(Passage shown)
Arizona man who died after attacking NYC employee was suspected killer
Aug 6, 2018, 5:26 PM | Updated: 5:27 pm
(Yelp photo)
PHOENIX — An Arizona man who died on Sunday shortly after jumping out of a freezer and attacking an employee with a kitchen knife at a Manhattan restaurant was a suspected cold-case killer who had just been released from jail in Boston.
The 54-year-old man from Cave Creek, later identified as Carlton Henderson, shouted “Away, Satan!” and grabbed the knife after an employee opened the walk-in freezer at Sarabeth’s on the Upper West Side, the New York Times reported.
Employees then wrestled the man to the floor and disarmed him. The man allegedly lost consciousness and went into cardiac arrest during the struggle, the Times reported.
He was pronounced dead shortly after he was taken to St. Luke’s-Roosevelt Hospital Center.
No restaurant workers or patrons were injured. It was still unknown how Henderson got into the freezer and how long he had been there.
Henderson was facing murder charges in the 1988 shooting deaths of 26-year-old William Medina and 22-year-old Antonio Dos Reis.
He got out of jail last Wednesday when a judge threw out key evidence in the pending double-murder case and ordered him released on his own recognizance.
Judge Janet Sanders said Henderson’s 1993 statements suggesting his involvement in the 1988 killings were inadmissible because he and investigators had an understanding that they couldn’t be used against him.
Henderson was looking to trade the information for a reduction in his 15-year prison sentence on drug and gun charges, Sanders wrote, and investigators treated him as a cooperating witness – not a target or a suspect – in his 55 hours of questioning.
Prosecutors argued such an informal immunity agreement, known as a proffer, would have been made in writing and no corroborating paperwork has been found.
Police arrested Henderson in St. Louis, Missouri, in June 2017 after bullets from the Boston killings were matched to a gun recovered in a fatal shooting in Miami in 1993.
The Associated Press contributed to this report.
(End Passage shown)
(Supplied entries)
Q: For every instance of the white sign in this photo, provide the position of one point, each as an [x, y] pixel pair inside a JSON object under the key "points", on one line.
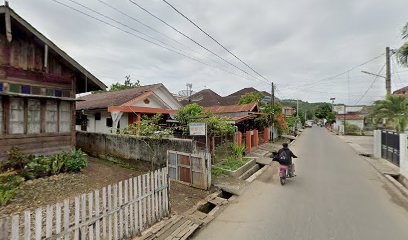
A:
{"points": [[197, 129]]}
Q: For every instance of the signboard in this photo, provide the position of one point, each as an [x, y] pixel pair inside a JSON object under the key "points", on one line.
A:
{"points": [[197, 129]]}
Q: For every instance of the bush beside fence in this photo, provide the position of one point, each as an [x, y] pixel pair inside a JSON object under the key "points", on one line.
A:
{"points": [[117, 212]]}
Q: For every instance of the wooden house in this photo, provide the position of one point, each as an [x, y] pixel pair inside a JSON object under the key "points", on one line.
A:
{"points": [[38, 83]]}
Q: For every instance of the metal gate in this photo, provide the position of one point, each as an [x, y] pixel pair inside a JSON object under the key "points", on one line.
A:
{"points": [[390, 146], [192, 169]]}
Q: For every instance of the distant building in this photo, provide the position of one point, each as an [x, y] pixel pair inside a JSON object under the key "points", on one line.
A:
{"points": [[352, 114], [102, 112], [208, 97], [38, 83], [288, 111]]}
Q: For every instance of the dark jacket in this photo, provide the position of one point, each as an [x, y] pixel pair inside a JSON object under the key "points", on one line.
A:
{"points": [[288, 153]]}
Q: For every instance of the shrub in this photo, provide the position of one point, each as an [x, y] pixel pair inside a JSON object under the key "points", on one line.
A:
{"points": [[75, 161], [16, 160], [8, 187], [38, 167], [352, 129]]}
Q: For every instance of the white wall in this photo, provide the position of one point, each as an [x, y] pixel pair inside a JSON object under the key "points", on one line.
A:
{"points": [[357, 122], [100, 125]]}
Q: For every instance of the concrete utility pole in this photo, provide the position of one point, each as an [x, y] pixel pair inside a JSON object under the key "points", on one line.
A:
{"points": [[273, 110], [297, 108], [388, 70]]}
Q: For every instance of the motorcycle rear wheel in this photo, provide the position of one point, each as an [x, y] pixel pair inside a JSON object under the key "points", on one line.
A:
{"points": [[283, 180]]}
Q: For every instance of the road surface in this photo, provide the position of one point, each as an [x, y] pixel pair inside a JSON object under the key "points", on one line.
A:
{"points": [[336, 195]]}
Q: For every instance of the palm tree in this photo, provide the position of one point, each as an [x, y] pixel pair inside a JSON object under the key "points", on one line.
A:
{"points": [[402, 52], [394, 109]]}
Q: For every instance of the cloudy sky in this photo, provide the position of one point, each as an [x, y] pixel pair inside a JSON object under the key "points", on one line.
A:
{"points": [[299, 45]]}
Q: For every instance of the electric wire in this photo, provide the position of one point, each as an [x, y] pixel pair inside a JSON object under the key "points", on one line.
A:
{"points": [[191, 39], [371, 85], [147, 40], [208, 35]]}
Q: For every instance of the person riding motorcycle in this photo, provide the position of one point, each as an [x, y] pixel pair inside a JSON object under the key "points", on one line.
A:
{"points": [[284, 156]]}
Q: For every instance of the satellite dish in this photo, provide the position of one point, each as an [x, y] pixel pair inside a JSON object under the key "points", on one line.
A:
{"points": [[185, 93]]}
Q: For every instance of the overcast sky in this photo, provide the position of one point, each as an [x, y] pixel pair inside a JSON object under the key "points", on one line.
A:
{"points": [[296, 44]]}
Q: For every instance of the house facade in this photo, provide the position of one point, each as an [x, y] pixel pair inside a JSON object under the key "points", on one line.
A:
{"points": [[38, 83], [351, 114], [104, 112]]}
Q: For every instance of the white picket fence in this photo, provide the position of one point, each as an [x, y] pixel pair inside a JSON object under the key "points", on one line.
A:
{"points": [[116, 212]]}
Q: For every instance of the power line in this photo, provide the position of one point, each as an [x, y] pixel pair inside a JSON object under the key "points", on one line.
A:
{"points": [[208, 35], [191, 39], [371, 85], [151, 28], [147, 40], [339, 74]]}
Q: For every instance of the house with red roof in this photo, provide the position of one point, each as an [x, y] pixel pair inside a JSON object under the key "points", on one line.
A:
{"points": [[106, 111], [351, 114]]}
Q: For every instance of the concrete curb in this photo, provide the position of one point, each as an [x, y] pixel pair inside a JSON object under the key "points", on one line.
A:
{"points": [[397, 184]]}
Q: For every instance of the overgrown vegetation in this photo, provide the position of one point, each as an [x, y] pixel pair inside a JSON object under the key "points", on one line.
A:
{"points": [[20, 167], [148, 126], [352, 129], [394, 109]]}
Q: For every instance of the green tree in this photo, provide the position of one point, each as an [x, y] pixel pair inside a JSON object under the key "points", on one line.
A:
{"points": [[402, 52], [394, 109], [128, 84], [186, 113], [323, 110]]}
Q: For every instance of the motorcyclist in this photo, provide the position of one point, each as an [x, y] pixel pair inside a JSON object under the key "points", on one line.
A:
(End Supplied entries)
* **Problems to work on**:
1 > Answer these questions from the news article:
(a) What did the man shout before he grabbed the knife?
(b) Which judge threw out key evidence in the double-murder case?
(c) In what city did police arrest Henderson in June 2017?
2 > Please extract from the news article everything from "He got out of" down to "used against him.".

* **Outputs for the tasks**:
1 >
(a) "Away, Satan!"
(b) Janet Sanders
(c) St. Louis, Missouri

2 >
He got out of jail last Wednesday when a judge threw out key evidence in the pending double-murder case and ordered him released on his own recognizance.
Judge Janet Sanders said Henderson’s 1993 statements suggesting his involvement in the 1988 killings were inadmissible because he and investigators had an understanding that they couldn’t be used against him.